TASK REQUIREMENTS: Return the entries below in full. Keep every word as it is.

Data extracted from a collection
--------------------------------
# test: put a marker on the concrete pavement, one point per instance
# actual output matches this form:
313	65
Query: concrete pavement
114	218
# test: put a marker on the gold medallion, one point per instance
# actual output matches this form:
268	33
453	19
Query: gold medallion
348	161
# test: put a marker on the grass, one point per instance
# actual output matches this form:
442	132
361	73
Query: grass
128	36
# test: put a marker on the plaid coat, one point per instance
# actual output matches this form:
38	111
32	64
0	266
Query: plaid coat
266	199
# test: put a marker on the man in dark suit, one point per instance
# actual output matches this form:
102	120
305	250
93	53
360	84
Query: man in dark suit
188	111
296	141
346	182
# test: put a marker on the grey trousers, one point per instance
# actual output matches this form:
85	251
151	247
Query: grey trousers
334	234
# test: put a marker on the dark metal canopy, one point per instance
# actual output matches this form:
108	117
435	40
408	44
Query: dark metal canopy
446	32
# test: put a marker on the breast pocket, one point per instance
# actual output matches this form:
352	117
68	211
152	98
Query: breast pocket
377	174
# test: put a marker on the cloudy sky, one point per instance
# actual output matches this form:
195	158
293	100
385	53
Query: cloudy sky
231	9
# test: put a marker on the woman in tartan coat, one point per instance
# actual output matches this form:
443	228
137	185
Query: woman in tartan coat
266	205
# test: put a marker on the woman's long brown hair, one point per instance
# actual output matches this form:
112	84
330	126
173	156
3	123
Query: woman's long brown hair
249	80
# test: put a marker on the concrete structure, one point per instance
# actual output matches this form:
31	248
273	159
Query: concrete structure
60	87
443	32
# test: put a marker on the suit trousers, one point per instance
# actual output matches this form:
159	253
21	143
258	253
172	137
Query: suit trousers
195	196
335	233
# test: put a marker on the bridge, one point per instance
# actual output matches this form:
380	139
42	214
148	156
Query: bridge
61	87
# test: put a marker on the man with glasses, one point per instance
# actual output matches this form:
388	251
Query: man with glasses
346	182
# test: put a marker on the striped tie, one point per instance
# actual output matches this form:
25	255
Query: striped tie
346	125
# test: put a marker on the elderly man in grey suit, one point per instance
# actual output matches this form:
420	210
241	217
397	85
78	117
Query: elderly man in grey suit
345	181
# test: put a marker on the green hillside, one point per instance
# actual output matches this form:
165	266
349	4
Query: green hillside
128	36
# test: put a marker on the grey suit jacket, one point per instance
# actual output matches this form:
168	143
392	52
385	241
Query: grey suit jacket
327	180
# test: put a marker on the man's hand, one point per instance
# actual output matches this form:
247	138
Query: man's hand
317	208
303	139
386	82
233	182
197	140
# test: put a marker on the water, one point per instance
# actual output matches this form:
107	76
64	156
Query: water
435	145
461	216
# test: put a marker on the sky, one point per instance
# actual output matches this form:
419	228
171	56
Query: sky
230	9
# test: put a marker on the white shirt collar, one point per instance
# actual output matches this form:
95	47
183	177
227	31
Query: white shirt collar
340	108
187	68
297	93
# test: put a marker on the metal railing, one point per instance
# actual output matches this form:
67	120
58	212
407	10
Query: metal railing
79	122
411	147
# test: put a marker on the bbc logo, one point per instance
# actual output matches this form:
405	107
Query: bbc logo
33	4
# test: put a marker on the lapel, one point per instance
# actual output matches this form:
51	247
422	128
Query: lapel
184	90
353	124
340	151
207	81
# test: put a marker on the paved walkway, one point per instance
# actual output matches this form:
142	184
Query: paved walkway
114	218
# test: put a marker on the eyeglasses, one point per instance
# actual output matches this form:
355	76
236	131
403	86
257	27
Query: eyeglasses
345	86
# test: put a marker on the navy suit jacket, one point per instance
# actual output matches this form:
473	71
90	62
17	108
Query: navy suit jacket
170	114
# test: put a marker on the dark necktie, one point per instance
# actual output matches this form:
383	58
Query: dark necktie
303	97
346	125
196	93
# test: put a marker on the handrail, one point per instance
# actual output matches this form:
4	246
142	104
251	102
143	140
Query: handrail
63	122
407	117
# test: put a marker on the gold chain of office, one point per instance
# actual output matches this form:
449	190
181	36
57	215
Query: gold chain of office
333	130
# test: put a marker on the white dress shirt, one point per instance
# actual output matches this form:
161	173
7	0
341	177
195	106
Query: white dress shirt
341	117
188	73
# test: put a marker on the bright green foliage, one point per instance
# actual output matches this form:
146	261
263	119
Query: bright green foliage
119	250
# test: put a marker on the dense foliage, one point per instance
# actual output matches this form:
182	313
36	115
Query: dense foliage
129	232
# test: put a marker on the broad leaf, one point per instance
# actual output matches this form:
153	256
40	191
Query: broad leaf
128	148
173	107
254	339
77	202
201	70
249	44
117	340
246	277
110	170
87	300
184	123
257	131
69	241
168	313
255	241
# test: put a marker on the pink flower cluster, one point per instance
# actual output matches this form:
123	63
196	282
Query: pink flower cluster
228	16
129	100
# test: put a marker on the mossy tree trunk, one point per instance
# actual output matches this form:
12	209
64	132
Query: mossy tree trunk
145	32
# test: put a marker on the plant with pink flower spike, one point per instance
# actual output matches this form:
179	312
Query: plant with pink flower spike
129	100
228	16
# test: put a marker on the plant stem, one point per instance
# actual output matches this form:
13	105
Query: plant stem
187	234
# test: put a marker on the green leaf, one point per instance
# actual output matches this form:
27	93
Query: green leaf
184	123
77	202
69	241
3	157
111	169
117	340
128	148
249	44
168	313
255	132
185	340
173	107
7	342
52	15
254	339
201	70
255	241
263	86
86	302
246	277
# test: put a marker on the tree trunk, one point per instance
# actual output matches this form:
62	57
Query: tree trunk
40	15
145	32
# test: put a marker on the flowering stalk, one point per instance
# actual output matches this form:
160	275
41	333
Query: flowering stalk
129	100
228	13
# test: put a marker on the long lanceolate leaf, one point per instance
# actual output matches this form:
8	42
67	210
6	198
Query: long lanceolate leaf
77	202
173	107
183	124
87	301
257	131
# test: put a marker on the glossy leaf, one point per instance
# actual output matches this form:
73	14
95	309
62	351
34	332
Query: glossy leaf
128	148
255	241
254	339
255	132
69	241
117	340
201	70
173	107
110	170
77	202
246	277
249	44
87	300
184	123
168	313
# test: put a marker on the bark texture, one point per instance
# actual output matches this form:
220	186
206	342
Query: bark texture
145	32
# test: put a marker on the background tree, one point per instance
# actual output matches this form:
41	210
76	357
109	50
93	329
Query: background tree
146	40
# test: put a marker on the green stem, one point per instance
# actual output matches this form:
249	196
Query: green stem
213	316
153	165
--------------------------------
TASK OUTPUT:
# test: put a marker on the concrete pavement, one point per instance
# actual output matches this form:
313	65
Query: concrete pavement
114	218
# test: put a marker on the gold medallion, one point per instance
# actual output matches this form:
268	33
453	19
Query: gold medallion
348	161
# test: put a marker on the grass, one point per instance
# actual output matches this form:
442	132
361	73
Query: grass
128	36
# test: put a marker on the plaid coat, one point per instance
# actual output matches this form:
38	111
32	64
0	266
Query: plaid coat
266	199
# test: put a marker on the man in dark suit, one point per instance
# actual output matches this form:
102	120
305	250
93	53
360	84
Query: man in dark suit
188	111
296	141
346	182
# test: put a marker on the grey trousers, one point per instance
# actual output matches this form:
85	251
151	247
Query: grey trousers
334	234
# test: put a marker on the dark metal canopy, one point per instance
# actual output matches this form:
108	117
435	40
408	44
Query: dark metal canopy
446	32
# test: put a marker on the breast pocket, one point per instance
# actual output matches this form:
352	117
68	211
152	98
Query: breast pocket
377	174
# test: put a marker on the cloudy sky, one point per instance
# actual output matches this form:
195	158
293	100
385	53
Query: cloudy sky
231	9
# test: put a marker on the woman in tartan coat, one point per instance
# actual output matches this form:
443	228
137	185
Query: woman in tartan coat
266	205
# test: put a marker on the woman's long brown hair, one point per instance
# actual output matches this form:
112	84
330	126
173	156
3	123
Query: woman's long brown hair
249	80
# test: put a marker on the concrete structure, one point per instance
# actual output matches this form:
31	248
273	159
Query: concrete structure
60	87
443	32
# test: put a marker on the suit trousers, one point per instance
# actual output matches this form:
159	253
21	143
258	253
172	137
Query: suit trousers
195	196
335	233
# test: put a marker on the bridge, one point per instance
# actual output matches this form:
380	139
42	214
148	156
Query: bridge
61	87
# test: put a marker on the man with glasses, one point per instance
# actual output matches this form:
388	251
Query: man with glasses
346	182
# test: put a marker on the striped tie, one point per instance
# actual output matches this form:
25	255
Query: striped tie
346	125
# test: put a marker on the elderly man in grey suit, one point per instance
# actual output matches this form:
420	210
241	217
397	85
78	117
Query: elderly man in grey suit
345	181
# test: put a marker on the green hillside, one point per instance
# actual output matches this form:
165	266
349	4
Query: green hillside
128	36
# test: put a marker on the grey suit jacket, one point per instance
# actual output matches this form:
168	143
392	52
385	241
Query: grey suit jacket
327	180
# test: put a marker on the man's hand, one point per instance
# actual output matches this form:
247	138
Query: man's hand
317	208
303	139
386	82
233	182
197	140
# test: put a marker on the water, one point per instance
# actual output matches this form:
107	76
64	156
Query: water
435	145
461	216
# test: put a marker on the sky, one point per instance
# actual output matches this form:
419	228
171	56
Query: sky
230	9
# test: put a marker on the white shirt collar, one point per instance
# actual output matches this form:
95	47
183	177
227	31
Query: white shirt collar
340	108
187	68
297	93
# test: put a marker on the metal railing, one point per instance
# actual output matches this form:
67	120
58	212
407	10
Query: metal railing
79	122
411	147
# test: put a marker on the bbc logo, one point per instance
# actual output matches this form:
405	107
Query: bbc logo
33	4
# test: put a marker on the lapel, one point per instance
# actual output matches this form:
51	247
422	128
Query: lapel
184	90
353	124
340	151
207	81
# test: put a marker on the paved walkway, one point per instance
# actual output matches this form:
142	184
Query: paved walkway
114	218
# test: put a marker on the eyeglasses, one point per instance
# actual output matches this form:
355	76
236	131
403	86
257	27
Query: eyeglasses
345	86
# test: put a marker on the navy suit jacket, one point per instance
# actual output matches this form:
473	71
90	62
17	108
Query: navy suit jacket
170	114
# test: put a marker on the dark necktie, one point per instance
# actual output matches this form:
383	58
Query: dark necktie
303	97
346	125
196	93
# test: put a marker on the handrail, one point per instance
# actual output matches this form:
4	246
142	104
251	102
143	140
Query: handrail
63	122
407	117
# test: put a marker on the gold chain of office, one point per instance
# actual output matches this form:
449	190
181	36
57	215
Query: gold chain of office
333	130
# test: put a marker on the white dress shirt, one point per instance
# actual output matches this form:
161	173
7	0
341	177
195	106
Query: white dress shirt
341	117
188	73
# test: put a marker on the bright green foliage, one point per instance
# actual output matches this form:
146	261
263	119
Query: bright green foliage
119	250
# test: put a marker on the dense foliage, one point per instance
# actual output matches this form:
182	313
36	115
Query: dense foliage
129	232
# test: put a marker on the broad leaf, one point per instance
# actual output matches this form:
153	256
40	191
Query: broad leaf
128	148
173	107
254	339
77	202
201	70
249	44
117	340
246	277
110	170
87	300
184	123
257	131
69	241
168	313
255	241
# test: put a marker on the pink flower cluster, one point per instance
# actual output matches this form:
123	63
196	282
Query: pink flower cluster
228	16
129	100
# test: put a marker on the mossy tree trunk, one point per instance
# actual output matches this form:
12	209
64	132
Query: mossy tree trunk
145	32
# test: put a marker on the plant with pink flower spike, one point per instance
# actual output matches this form:
179	312
Query: plant with pink flower spike
129	100
228	16
# test: put a marker on the plant stem, one point per instance
# actual output matches this form:
13	105
Query: plant stem
187	234
# test: put a marker on the green leaf, one point per instance
# actual output matches this form:
27	93
Query: green leaf
184	123
77	202
69	241
3	157
111	169
117	340
128	148
249	44
168	313
255	132
185	340
173	107
7	342
52	15
254	339
201	70
255	241
263	86
86	302
246	277
# test: put a marker on the tree trunk, one point per instance
# actual output matches this form:
62	57
Query: tree trunk
40	15
145	32
# test: put a marker on the flowering stalk, one point per instance
# actual output matches this form:
160	275
41	333
Query: flowering stalk
129	100
228	13
# test: put a marker on the long lanceolate leaf, one point per instance
# actual output matches this form:
8	42
67	210
6	198
Query: long lanceolate leaf
77	202
173	107
183	124
87	301
257	131
# test: put a marker on the glossy leaf, one point per instance
# actual output matches this form:
73	14
95	309
62	351
34	332
Query: glossy leaf
128	148
255	241
254	339
255	132
69	241
117	340
201	70
173	107
110	170
77	202
246	277
249	44
87	300
184	123
168	313
# test: put a marker on the bark texture, one point per instance
# actual output matches this form:
220	186
206	342
Query: bark texture
145	32
# test: put a marker on the background tree, one point per instance
# actual output matches this form:
41	210
76	357
109	50
93	329
Query: background tree
146	40
# test: put a marker on the green stem, one point per instance
# actual output matches this form:
249	196
Query: green stem
213	316
153	165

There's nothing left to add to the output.